[START OF Records for the task]

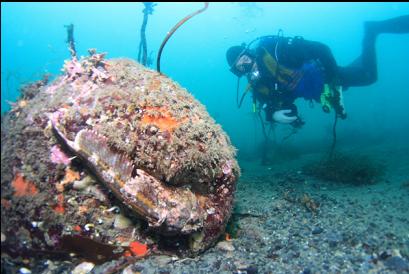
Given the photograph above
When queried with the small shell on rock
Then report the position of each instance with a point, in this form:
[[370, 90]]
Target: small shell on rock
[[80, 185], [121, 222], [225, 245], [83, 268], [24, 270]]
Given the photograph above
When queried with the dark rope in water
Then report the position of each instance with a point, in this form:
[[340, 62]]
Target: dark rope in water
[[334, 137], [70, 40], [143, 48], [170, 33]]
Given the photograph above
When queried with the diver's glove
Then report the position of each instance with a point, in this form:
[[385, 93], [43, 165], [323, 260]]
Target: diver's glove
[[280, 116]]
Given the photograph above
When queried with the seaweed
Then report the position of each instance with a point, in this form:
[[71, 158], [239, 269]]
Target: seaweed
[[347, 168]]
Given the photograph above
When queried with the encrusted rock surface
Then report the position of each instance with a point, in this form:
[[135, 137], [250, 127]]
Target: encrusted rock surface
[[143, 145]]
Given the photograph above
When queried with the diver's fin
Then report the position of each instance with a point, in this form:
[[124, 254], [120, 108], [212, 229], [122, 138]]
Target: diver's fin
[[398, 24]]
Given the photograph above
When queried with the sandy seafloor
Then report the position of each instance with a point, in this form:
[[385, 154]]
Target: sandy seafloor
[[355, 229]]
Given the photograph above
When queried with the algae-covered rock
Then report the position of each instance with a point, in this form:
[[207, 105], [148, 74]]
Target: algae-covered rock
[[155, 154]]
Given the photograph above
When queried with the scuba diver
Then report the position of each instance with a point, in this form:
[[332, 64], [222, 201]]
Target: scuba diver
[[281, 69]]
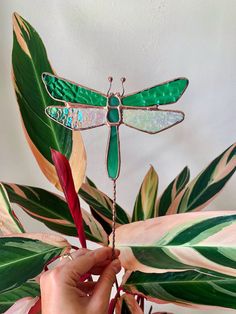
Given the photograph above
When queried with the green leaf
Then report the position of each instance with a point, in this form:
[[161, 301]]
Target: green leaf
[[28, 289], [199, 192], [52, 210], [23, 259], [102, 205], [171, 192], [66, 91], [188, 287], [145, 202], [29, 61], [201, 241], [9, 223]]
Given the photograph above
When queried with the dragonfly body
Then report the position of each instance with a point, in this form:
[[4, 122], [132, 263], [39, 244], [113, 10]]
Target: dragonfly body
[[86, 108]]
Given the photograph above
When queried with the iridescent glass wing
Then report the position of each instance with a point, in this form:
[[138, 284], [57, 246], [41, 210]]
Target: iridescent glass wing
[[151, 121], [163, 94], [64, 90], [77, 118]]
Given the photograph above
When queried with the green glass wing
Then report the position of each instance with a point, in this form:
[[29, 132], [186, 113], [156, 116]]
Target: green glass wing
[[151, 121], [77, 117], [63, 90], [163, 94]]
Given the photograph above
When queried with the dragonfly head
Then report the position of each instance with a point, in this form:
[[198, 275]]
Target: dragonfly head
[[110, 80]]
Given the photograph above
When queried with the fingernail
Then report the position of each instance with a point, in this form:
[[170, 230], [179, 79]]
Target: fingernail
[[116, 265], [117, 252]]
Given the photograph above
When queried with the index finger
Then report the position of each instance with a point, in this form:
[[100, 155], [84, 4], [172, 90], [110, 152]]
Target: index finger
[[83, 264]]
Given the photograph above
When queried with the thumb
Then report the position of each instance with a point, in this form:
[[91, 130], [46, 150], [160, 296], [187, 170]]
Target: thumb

[END OF Records for the task]

Given instruction →
Reproduce everything from the start of the rows above down to and including the line containing "[[143, 145]]", keeping the requests and their format samples unchanged but scaling each answer's point coordinates by 1.1 and rounding to whole numbers with halves rounded up. Leave the pictures out of the output.

The result →
Given the photograph above
When queried with the small shell on rock
Then report the position of each instance with a point, in this form:
[[370, 90]]
Target: small shell on rock
[[88, 204], [133, 244], [248, 270], [91, 295], [26, 297]]
Given the photograph above
When queried with the dark rope in water
Then report the position of each instance with a point, in this form:
[[340, 62]]
Target: dark rope in water
[[367, 151], [77, 44], [157, 53], [187, 36]]
Given the photograph above
When queried with the diver's glove
Then report the position of each instance with a point, in this form:
[[385, 93], [43, 165], [323, 260]]
Target: diver's glove
[[308, 128]]
Given the photograph above
When queried with the seaweed
Then report the position of each instance with a point, in this form:
[[71, 158], [239, 269]]
Target: seaweed
[[382, 185]]
Given the photograph above
When queried with the encrusted rock surface
Then report the position of each instance with a point, in this form:
[[135, 137], [250, 127]]
Target: encrusted rock surface
[[157, 160]]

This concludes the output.